Exercise prompt:
Return every row below verbatim, character for character, with no additions, omissions, or reordering.

Data to use:
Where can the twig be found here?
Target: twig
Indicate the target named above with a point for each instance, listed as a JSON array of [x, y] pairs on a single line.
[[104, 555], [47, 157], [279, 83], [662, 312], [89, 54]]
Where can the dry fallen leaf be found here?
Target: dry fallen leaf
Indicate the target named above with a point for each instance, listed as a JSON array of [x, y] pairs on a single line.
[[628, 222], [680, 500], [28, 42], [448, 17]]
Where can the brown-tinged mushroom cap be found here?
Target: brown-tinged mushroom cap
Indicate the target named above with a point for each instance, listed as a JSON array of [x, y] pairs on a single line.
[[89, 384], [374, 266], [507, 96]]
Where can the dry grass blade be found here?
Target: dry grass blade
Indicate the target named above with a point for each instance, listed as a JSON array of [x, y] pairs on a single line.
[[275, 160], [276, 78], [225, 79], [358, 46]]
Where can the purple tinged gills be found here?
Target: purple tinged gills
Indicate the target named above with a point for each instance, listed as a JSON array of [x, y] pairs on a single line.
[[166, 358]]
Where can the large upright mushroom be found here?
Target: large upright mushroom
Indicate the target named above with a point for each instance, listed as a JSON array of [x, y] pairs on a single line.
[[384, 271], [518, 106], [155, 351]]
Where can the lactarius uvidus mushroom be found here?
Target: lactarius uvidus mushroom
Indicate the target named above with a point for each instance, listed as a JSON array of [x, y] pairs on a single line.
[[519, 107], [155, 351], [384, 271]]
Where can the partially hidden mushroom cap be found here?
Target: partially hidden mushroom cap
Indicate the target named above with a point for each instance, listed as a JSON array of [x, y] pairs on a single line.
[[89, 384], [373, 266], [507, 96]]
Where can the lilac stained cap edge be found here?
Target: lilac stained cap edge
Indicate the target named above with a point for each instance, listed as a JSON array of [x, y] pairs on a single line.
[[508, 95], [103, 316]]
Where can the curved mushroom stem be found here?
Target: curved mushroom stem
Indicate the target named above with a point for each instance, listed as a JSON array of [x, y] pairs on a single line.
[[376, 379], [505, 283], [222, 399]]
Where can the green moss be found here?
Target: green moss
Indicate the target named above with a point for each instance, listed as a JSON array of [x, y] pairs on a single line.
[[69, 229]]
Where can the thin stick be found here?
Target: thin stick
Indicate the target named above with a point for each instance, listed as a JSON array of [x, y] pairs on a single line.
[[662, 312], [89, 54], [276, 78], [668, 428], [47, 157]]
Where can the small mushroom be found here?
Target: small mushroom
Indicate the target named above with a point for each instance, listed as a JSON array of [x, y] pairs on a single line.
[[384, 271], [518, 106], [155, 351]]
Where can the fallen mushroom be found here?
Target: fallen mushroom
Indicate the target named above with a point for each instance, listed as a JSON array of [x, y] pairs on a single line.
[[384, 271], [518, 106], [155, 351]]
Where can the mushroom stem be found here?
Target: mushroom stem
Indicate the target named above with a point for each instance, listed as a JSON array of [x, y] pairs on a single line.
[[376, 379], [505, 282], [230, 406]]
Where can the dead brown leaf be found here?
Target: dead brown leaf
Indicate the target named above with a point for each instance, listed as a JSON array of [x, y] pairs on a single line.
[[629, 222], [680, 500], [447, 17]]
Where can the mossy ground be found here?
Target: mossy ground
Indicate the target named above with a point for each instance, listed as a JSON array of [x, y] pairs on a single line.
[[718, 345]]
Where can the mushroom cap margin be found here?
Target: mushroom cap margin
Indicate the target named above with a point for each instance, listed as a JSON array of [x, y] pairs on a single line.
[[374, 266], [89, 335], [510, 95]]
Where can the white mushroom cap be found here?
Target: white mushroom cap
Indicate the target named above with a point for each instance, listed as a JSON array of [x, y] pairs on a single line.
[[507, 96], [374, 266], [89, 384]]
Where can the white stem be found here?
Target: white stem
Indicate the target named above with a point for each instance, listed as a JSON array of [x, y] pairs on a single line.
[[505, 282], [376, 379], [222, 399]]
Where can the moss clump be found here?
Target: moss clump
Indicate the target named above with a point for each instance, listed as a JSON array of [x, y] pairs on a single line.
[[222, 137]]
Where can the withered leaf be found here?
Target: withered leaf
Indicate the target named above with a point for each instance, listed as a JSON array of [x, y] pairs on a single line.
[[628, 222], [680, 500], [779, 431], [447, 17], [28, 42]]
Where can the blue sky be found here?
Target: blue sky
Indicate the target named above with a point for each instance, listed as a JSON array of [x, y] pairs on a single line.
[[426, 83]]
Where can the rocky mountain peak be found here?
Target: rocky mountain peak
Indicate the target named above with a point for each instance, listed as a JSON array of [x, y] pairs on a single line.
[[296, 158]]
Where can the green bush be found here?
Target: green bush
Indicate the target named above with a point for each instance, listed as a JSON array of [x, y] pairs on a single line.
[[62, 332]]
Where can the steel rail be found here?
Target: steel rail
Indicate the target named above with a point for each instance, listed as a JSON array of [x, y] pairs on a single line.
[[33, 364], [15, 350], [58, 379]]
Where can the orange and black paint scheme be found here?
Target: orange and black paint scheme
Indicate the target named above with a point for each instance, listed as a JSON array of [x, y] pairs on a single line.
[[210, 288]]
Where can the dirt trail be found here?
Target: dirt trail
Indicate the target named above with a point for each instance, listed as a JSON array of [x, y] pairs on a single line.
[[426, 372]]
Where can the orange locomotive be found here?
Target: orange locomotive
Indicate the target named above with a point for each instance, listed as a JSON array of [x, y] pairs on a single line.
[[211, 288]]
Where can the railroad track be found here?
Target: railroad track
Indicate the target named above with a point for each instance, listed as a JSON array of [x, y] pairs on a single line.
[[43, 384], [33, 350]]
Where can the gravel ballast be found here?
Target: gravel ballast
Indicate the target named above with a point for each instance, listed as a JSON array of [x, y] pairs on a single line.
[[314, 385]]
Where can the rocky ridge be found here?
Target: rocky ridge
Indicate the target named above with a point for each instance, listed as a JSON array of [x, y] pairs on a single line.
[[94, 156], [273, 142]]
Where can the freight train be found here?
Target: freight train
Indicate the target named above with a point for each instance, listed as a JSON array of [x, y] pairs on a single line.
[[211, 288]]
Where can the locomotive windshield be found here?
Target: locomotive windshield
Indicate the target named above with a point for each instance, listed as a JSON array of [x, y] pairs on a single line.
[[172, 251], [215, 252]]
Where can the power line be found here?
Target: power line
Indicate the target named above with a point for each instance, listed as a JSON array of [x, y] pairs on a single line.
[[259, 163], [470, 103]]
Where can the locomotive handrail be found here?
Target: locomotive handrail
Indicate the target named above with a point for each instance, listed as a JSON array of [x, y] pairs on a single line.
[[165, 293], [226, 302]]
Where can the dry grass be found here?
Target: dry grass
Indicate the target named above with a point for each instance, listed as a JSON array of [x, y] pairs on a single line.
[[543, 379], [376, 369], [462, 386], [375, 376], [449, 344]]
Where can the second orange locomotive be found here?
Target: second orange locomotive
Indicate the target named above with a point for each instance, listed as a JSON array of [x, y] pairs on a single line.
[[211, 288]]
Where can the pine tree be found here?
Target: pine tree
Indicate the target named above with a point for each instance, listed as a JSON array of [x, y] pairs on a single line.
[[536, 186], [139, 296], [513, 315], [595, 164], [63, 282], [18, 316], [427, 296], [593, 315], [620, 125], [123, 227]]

Solved problem:
Where can the twig be found here?
Target: twig
Indicate the target named above with a point for each instance, listed as a JSON array of [x, y] pairs on a single line.
[[104, 555], [47, 157], [279, 83], [662, 312], [89, 54]]
Where can the dry fallen leaf be found here?
Target: dry fallen leaf
Indicate the target named above with a point for each instance, listed as a JSON array of [x, y] pairs on a single line.
[[628, 222], [680, 500], [28, 42], [448, 17]]
Where can the brown-tinged mushroom cap be found here?
Target: brown-tinged mushroom cap
Indicate the target named above with a point for each instance, listed as a JSON array of [x, y] pairs on a single line.
[[89, 384], [374, 266], [507, 96]]
Where can the dry grass blade be found here?
Target: dry grass blade
Indicate the target named above with a point for each instance, listed as a JSON array of [x, y] pairs on a single line.
[[275, 160], [276, 78], [225, 79], [358, 46]]
Where can the purple tinged gills be found here?
Target: purple tinged gills
Indicate the target named above with a point for each instance, listed as a JSON array of [x, y] pairs on a single line.
[[166, 358]]
Where can the large upright mushroom be found here?
Target: large upright mushroom
Indicate the target named above with a point for each instance, listed as a JSON array of [x, y] pairs on a single line.
[[384, 271], [518, 106], [155, 351]]
Where can the lactarius uvidus mushroom be found here?
Target: lactarius uvidus mushroom
Indicate the target named above with a point for each instance, listed as a JSON array of [x, y] pairs on a single line.
[[519, 107], [155, 351], [384, 271]]
Where can the partially hidden mushroom cap be found here?
Target: partially hidden mushroom cap
Indicate the target named above with a point for each instance, listed as a JSON array of [x, y] pairs on a single line.
[[89, 384], [373, 266], [507, 96]]
Where can the lilac stained cap edge be found here?
Target: lilac stained cap edge
Indicate the target named above with a point for each instance, listed as a JSON array of [x, y] pairs on a single line.
[[508, 95], [103, 316]]
Where can the curved mushroom stem be found here?
Target: curved mushroom stem
Indicate the target named above with a point for each instance, listed as a JSON array of [x, y] pairs on a single line.
[[376, 379], [505, 283], [222, 399]]
Where can the green moss be found here?
Target: green moss
Indicate the target named above with a point for each instance, listed as a JSON array of [x, y] pairs on a single line.
[[69, 229]]
Where can the thin stick be found here?
Target: thin stick
Indicate the target named above with a point for each instance, listed as a JSON array of [x, y] pairs on a single line.
[[662, 312], [89, 54], [276, 78], [668, 428], [47, 157]]
Where can the small mushroom be found here?
Target: small mushroom
Indicate the target named above with a point for each instance, listed as a JSON array of [x, y] pairs on a single line.
[[384, 271], [518, 106], [155, 351]]
Where can the fallen mushroom be found here?
Target: fallen mushroom
Indicate the target named above with a point for each instance, listed as a JSON array of [x, y] pairs on a single line.
[[384, 271], [518, 106], [155, 351]]
Where can the mushroom stem be found here?
Target: mushroom stem
Indicate the target named above with a point for each instance, listed as a JSON array of [x, y] pairs on a single line.
[[376, 379], [505, 282], [230, 406]]
Where can the dead brown leaf be found here?
Target: dead brown leaf
Indicate the target named above with a point for each instance, listed as a JSON array of [x, y] pairs on a single line.
[[629, 222], [680, 500], [447, 17]]
Where can the mossy ground be found here?
Target: mossy ground
Indicate the target named above with a point for each instance, listed as a JSON array of [x, y] pairs on a single line.
[[718, 345]]
Where can the mushroom cap margin be found here?
Target: mushroom cap margin
Indicate the target named above with a point for each instance, listed as a JSON array of [x, y] pairs on a single line.
[[374, 266], [89, 335], [510, 95]]
Where can the white mushroom cap be found here?
Target: white mushroom cap
Indicate the target named above with a point for each instance, listed as a JSON array of [x, y] pairs on a single line.
[[507, 96], [374, 266], [89, 384]]
Where can the white stem be found here?
Target: white stem
Indicate the target named above with a point for each instance, listed as a JSON array of [x, y] pairs on a single line.
[[505, 282], [376, 379], [222, 399]]
Where can the moss clump be found here?
Target: moss clump
Indicate the target named above with a point for each instance, listed as a JSON array of [x, y] pairs on a single line.
[[222, 137]]
Where can the withered leaf be found here?
Target: withered leaf
Indicate the target named above with a point for each instance, listed as a JSON array of [x, y] pairs on a single line.
[[628, 222], [680, 500], [779, 431], [447, 17], [28, 42]]
Where can the blue sky be found here?
Target: blue sky
Indicate the target named above with a point for each instance, listed as a JSON array of [x, y] pairs on a single line.
[[426, 83]]
Where can the rocky mountain peak be found here?
Target: rocky mountain peak
Indicate the target named above with a point for each instance, listed as a JSON array of [x, y] pairs on a single line.
[[296, 158]]
Where can the green bush be found here?
Target: green bush
Indicate the target named above with a point for each instance, listed as a JSON array of [x, y] pairs on a single line.
[[62, 332]]
Where can the steel rail be found here?
Target: steel rail
Indicate the target named above with a point for each instance, listed as a JSON array of [x, y] pairs on a single line.
[[33, 364], [15, 350], [58, 379]]
Where can the orange and black paint scheme be found here?
Target: orange and black paint scheme
Indicate the target named above with a point for each instance, listed as a JSON array of [x, y] pairs on a single line.
[[210, 288]]
Where can the dirt trail be found here?
Target: dirt trail
Indicate the target named above with a point for each instance, listed as a JSON array of [x, y] pairs on a single line.
[[426, 372]]
Where can the orange locomotive be found here?
Target: orange locomotive
Indicate the target named above with a point for each instance, listed as a JSON array of [x, y] pairs on a single line.
[[211, 288]]
Where can the railroad track be found here?
Target: railroad track
Indicate the target named above with a point for each instance, listed as a JSON array of [x, y] pairs on a single line.
[[43, 384], [33, 350]]
Where can the gravel ballast be found here?
Target: gravel ballast
Indicate the target named above with a point for each instance, listed as a JSON array of [x, y] pairs on a single line.
[[314, 385]]
Where can the rocky ridge be found here?
Target: rocky ridge
Indicate the target named above with a point for each instance, listed as a JSON array of [x, y] pairs on a single line.
[[94, 156], [273, 142]]
Where can the freight train be found here?
Target: freight train
Indicate the target named above with a point for each instance, listed as a JSON array of [x, y] pairs on a single line.
[[211, 288]]
Where can the locomotive windshield be found here?
Target: locomotive windshield
Indicate the target named above with a point for each instance, listed as a JSON array of [x, y] pairs on a single line.
[[172, 251], [215, 252]]
Where can the power line be found here?
Target: power line
Indicate the target named above with a point for each instance, listed as a JSON array of [x, y] pairs on a single line.
[[259, 163], [470, 103]]
Where can the locomotive handrail be found here?
Target: locomotive handrail
Indicate the target named above with a point for each instance, listed as a JSON array of [x, y] pairs on a single line.
[[165, 293], [226, 302]]
Where can the dry grass be found here?
Target: dry grass
Indicate the target named above with a point for each instance, listed as a JSON array of [x, y] pairs on a single line.
[[543, 379], [376, 369], [462, 386], [375, 376], [449, 344]]
Where can the second orange locomotive be found here?
Target: second orange locomotive
Indicate the target named above with a point for each instance, listed as a JSON array of [x, y] pairs on a single line.
[[211, 288]]
Where can the pine tree be found here?
Target: pine tree
Indicate the target named above with a point for each instance, listed as a JSON array of [x, y] pairs on a single line.
[[536, 186], [139, 296], [513, 315], [595, 164], [63, 282], [18, 316], [427, 296], [593, 315], [620, 125], [123, 227]]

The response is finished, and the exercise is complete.